Dude I love your YouTube channel.
The number of airplane flights that I've been on delays sat somewhere where I wish that
I wasn't listening to your YouTube channel has been insane.
So thank you very much for what you do.
Likewise.
I've been listening to your podcast for a while and you have so many great guests,
so much wisdom on the channel as the name suggests.
So I really appreciate being on here as well.
You got tenure.
Congratulations.
Yeah.
That's a big, big deal for me personally to hit this landmark.
Yeah.
I don't know if too many people know what it means though.
I think tenure is a, is a term which may be outside of academia.
It's unclear what that really means.
Yeah, but it's like, uh, you're allowed to research whatever you want now and
no one can tell you no.
Right.
Ultimate freedom.
That's kind of one way to think about it.
It's yeah, it's supposed to be, I think ideally that it gives you the ability to
pursue much more high risk
endeavors. So maybe as a 10 year track faculty, which is what I was before, you're kind of living
like day to day, like each project has to deliver something within the next quarter, the next year,
and everything's kind of very short term, which is how a lot of corporations work, of course. But
when you get tenure, you get to think about going truly long
term for something, which is 10, 20 years for the rest of your career.
And that's exciting.
I'm still trying to figure out exactly what I want to do with my tenure, but it's an amazing gift to have.
Speaking of high risk, explorative conversations, did you listen to Terrence Howard on Joe Rogan?
I did.
I was actually listening this morning.
I was in the gym and I was listening to Neil deGrasse Tyson's video, which
was a response to it.
And, and I think Neil did a great job in being very respectful and
thoughtful and polite, but at the same time, forcefully pushing back about
many of the things which were questionable in this tree ties that that targets had come up
with.
What did you make of the conversation with Joe?
Cause there's been a lot of, I think it caused a lot of
ripples.
A lot of people were very excited and, you know, it seems
like it's upended or some people believe that it was able to
upend mathematics and, you know, this sort of a narrative, it's
personified, they're keeping the real information from us type thing.

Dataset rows
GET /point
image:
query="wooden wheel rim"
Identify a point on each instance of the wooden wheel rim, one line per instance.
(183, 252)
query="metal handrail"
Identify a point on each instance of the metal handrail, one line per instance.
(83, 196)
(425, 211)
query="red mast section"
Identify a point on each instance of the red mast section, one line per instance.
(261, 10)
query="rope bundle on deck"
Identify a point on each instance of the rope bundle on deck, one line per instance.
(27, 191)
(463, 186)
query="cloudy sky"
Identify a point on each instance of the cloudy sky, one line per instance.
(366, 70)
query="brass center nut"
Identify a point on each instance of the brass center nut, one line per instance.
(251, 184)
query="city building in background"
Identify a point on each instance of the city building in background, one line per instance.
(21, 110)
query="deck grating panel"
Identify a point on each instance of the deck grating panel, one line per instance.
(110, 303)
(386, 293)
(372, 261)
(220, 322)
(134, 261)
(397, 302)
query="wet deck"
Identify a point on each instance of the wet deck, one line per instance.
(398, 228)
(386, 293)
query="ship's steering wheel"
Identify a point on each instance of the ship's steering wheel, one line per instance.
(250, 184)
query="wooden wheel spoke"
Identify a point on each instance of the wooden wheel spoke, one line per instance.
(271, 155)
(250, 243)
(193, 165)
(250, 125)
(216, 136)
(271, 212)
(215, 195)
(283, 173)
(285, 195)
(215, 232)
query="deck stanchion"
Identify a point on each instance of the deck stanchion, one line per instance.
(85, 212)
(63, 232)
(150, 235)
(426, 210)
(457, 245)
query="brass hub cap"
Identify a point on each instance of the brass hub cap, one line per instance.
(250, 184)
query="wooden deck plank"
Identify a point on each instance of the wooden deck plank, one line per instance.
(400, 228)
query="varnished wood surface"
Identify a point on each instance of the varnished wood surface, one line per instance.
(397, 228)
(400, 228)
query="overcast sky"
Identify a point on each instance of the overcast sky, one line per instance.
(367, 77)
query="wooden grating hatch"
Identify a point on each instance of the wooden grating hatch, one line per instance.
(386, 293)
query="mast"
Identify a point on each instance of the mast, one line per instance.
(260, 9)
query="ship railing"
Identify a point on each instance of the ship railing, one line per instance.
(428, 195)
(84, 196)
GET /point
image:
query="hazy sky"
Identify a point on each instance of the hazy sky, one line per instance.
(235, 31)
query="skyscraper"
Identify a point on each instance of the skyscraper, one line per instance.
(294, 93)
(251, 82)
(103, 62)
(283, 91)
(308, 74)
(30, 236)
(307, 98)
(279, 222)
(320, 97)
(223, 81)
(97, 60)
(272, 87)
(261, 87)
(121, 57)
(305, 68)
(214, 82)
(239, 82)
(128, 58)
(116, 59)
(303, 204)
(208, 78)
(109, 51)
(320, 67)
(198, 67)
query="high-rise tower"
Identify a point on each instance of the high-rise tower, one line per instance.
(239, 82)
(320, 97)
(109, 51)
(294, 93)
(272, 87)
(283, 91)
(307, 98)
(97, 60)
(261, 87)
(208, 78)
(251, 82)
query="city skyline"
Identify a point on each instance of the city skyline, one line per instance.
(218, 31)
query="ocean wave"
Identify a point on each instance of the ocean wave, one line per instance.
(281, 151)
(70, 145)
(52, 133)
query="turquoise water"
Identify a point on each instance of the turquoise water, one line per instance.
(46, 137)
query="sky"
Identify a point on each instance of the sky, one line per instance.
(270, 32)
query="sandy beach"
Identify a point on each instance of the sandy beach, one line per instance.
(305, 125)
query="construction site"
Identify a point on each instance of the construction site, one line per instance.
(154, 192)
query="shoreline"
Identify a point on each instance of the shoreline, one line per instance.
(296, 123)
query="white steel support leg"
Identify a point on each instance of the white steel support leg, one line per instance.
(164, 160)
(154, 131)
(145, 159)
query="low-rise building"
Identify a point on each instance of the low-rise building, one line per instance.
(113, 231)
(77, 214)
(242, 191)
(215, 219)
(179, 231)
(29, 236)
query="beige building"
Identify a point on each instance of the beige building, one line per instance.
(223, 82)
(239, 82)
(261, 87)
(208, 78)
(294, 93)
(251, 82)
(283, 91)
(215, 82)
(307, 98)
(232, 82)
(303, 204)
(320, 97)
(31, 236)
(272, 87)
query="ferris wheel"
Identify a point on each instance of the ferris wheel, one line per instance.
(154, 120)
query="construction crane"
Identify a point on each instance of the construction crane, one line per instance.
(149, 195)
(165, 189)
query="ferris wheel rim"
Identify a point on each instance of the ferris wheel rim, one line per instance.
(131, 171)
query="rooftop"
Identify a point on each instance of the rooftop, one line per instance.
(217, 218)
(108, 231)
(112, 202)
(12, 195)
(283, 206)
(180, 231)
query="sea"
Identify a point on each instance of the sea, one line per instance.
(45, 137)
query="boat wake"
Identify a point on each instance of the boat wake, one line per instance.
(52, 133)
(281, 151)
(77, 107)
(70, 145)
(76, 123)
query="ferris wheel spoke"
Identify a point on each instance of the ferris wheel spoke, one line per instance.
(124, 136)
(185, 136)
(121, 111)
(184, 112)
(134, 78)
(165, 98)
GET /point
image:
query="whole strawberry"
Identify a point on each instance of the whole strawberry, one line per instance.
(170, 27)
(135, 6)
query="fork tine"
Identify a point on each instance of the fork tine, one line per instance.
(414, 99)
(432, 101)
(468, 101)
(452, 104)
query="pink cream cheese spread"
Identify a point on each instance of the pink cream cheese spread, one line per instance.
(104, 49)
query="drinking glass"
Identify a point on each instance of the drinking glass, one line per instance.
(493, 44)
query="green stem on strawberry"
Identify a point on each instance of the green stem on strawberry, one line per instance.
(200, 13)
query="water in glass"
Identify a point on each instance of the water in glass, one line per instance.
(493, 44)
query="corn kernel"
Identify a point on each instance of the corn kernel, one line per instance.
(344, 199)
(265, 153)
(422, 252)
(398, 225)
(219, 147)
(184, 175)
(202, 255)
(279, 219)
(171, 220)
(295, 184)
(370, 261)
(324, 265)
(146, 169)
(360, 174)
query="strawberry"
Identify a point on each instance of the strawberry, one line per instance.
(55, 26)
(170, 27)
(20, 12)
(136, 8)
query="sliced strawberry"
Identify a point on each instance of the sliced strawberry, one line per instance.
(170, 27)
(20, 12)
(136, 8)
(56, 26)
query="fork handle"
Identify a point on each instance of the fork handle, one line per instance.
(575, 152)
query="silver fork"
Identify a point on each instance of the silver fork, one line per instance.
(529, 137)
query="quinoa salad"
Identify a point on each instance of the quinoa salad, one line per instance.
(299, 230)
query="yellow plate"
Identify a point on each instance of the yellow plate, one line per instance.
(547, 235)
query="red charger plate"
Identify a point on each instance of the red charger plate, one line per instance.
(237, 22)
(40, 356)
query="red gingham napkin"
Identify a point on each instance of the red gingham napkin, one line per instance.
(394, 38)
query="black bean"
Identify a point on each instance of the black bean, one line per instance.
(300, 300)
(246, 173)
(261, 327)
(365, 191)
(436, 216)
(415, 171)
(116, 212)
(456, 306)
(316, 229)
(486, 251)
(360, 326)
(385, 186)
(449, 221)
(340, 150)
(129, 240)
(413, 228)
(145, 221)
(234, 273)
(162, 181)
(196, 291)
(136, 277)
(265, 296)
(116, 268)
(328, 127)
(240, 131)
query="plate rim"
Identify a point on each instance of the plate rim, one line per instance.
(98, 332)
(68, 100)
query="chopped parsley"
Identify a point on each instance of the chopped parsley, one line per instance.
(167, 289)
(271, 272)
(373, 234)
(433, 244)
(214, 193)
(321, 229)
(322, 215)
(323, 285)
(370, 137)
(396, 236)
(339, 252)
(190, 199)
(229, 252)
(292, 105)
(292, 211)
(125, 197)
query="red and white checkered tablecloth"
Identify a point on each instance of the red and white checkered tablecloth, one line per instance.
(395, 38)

==

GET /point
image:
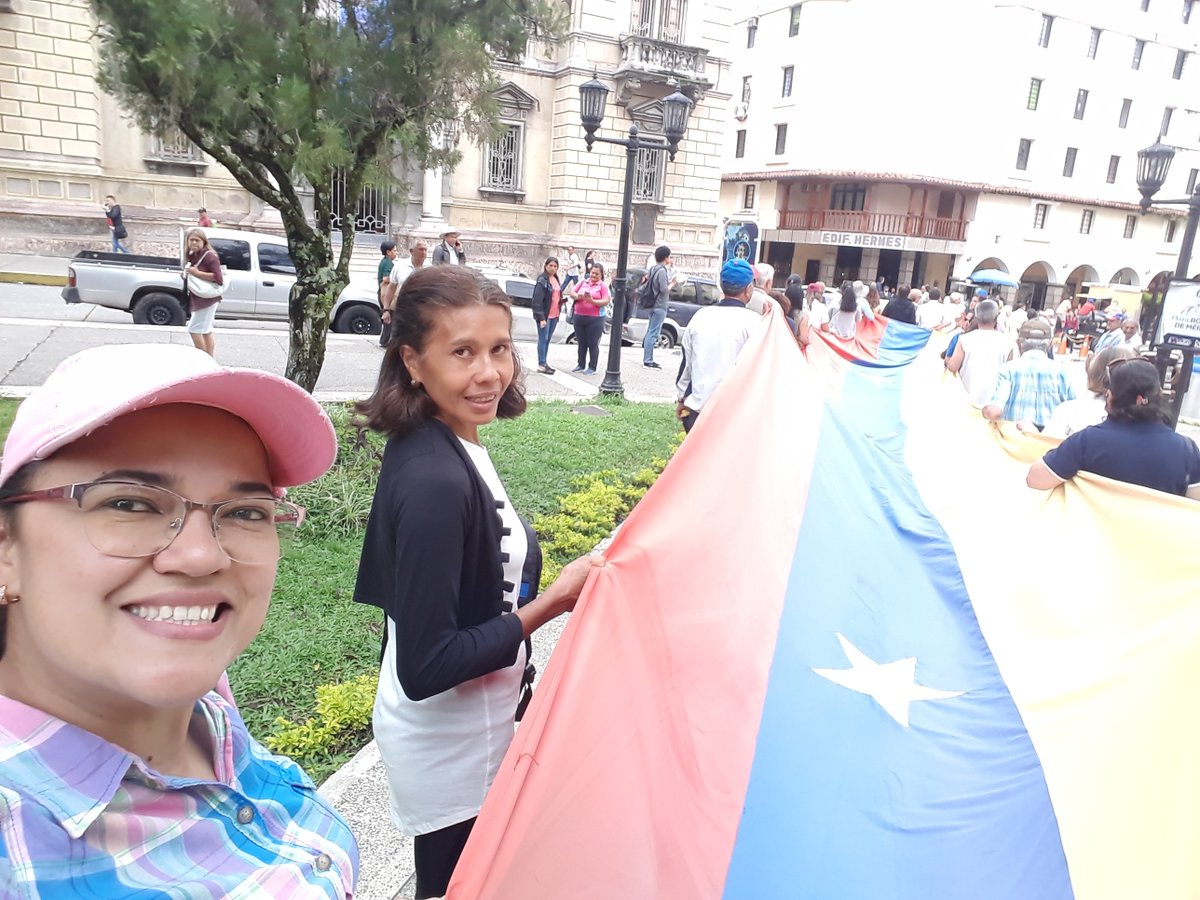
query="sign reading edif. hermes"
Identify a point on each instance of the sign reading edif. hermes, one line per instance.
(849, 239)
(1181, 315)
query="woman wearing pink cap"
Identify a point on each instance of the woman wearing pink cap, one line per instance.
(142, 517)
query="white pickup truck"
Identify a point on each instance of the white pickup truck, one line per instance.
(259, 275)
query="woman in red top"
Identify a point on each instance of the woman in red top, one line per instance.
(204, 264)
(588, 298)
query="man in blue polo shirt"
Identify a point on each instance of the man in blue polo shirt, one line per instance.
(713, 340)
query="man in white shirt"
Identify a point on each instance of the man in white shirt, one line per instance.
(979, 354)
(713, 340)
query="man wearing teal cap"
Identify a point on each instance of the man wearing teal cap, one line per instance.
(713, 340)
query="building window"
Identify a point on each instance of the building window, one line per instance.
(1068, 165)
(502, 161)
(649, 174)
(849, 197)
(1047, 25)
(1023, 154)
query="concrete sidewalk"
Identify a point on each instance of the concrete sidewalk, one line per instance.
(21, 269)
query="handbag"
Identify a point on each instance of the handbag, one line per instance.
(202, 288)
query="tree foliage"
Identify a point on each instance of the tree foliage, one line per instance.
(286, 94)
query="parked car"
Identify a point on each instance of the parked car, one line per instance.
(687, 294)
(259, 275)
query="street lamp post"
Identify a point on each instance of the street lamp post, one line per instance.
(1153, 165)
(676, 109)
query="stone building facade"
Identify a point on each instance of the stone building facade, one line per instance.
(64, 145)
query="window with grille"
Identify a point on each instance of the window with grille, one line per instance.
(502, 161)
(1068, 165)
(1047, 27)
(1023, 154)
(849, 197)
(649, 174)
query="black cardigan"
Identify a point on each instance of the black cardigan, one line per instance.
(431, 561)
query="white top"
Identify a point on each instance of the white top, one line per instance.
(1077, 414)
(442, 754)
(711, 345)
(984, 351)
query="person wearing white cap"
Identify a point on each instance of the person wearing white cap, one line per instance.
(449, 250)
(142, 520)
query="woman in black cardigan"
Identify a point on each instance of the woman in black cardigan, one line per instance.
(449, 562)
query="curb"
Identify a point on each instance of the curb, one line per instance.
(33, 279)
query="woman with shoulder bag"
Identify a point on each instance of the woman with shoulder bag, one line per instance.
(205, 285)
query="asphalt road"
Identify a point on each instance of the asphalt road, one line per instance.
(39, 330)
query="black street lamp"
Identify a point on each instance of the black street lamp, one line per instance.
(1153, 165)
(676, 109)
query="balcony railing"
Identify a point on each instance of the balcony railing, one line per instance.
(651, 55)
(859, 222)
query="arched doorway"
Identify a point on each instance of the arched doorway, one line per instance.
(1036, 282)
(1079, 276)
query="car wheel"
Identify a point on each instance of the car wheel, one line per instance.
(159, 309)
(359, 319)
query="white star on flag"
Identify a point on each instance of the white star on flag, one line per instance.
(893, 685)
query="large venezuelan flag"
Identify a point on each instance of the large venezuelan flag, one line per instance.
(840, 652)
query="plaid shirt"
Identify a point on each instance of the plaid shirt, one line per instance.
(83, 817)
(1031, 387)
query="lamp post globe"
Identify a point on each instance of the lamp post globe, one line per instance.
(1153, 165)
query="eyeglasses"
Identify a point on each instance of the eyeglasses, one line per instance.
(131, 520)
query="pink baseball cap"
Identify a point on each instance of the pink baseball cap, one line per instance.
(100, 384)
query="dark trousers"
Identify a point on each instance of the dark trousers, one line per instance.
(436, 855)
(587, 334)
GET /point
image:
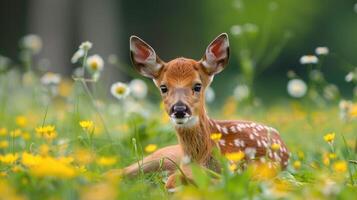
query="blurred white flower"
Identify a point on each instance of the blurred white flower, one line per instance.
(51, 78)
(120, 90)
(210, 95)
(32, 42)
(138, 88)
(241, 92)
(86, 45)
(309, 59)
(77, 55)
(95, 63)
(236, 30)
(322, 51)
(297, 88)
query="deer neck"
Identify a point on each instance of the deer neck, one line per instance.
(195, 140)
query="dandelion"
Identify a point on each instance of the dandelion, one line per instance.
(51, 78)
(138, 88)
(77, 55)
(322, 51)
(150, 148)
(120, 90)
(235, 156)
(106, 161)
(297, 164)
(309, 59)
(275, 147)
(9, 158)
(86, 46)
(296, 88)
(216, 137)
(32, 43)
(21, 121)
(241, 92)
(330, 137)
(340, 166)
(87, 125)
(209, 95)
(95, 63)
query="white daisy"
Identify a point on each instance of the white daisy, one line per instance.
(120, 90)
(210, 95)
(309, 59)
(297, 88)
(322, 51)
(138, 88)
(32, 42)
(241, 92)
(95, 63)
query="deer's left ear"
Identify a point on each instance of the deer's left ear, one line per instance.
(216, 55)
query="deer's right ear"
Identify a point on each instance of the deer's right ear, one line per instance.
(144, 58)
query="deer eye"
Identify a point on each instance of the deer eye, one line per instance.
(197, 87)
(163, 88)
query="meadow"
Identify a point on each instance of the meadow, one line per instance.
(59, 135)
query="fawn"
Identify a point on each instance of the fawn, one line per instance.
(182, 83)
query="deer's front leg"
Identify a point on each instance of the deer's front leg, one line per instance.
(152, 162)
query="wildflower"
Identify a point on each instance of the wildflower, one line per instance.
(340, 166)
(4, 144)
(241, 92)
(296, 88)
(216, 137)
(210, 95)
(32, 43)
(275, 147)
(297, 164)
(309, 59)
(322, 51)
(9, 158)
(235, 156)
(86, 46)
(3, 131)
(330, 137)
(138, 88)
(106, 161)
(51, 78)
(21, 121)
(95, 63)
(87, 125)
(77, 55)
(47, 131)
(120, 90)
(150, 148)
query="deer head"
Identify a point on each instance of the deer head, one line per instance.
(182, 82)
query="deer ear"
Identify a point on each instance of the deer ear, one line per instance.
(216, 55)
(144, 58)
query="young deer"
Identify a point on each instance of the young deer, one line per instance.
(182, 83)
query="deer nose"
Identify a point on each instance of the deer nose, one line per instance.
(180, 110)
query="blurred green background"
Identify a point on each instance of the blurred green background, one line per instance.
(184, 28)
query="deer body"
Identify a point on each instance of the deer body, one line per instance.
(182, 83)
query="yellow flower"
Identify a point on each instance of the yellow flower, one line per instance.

__Short problem 1__:
Using the podcast transcript, decide whether each statement agrees with it, and back each yes or no with the deciding words quoted from the transcript.
(a) The speaker heard Neil deGrasse Tyson's response video while at the gym.
(b) The speaker has already settled exactly what to do with tenure.
(c) Tenure is described as allowing someone to think about going truly long term.
__Short problem 2__:
Write the next stretch of the podcast transcript, picking up right after its final sentence.
The entries play no part in what follows.

__Exercise response 1__:
(a) Yes: "I was in the gym and I was listening to Neil deGrasse Tyson's video"
(b) No: "I'm still trying to figure out exactly what I want to do with my tenure"
(c) Yes: "when you get tenure, you get to think about going truly long term for something"

__Exercise response 2__:
What did it feel like as someone who kind of lives in the world of
maths and physics, listening to that conversation?
Yeah, I only saw snippets of the conversation, but I will say that
it's not unusual to see a reaction like this.
I know it's kind of blown up on social media and in social media
world, perhaps it's unusual.
But in my world, I receive letters every day coming through my, through my postbox with theories and
ideas. I get of course, many, many blind emails, cold emails saying here's my theory of everything.
Please check it out. You know, I've proved that Einstein is wrong, this kind of stuff.
It's very, very common to not just myself, but many academics, we are used to this.
And I think Neil is in the same boat.
I'm sure he gets tons of those kinds of pet theory sent to him as well.
And so, you know, they range from a, from some of them are just a complete crap
shoot to some of them, there's some serious thought in it.
And I think Terrence actually did try to put some thought into it.
Despite the fact there was many missteps and misrepresentations of other
information that
predates his ideas. However, I think it is true what Neil said that it is really important that
we don't kill that idea, that love and that passion, because I was that person once.
I remember when I was probably 11 years old, I wrote a theory and I sent it to my physics
teacher at school. And I said to him, I think I've proven I sent it to my, I gave it to my physics teacher at
school and I said to him, I think I've proven there's like a new relativity theory that
I've proven.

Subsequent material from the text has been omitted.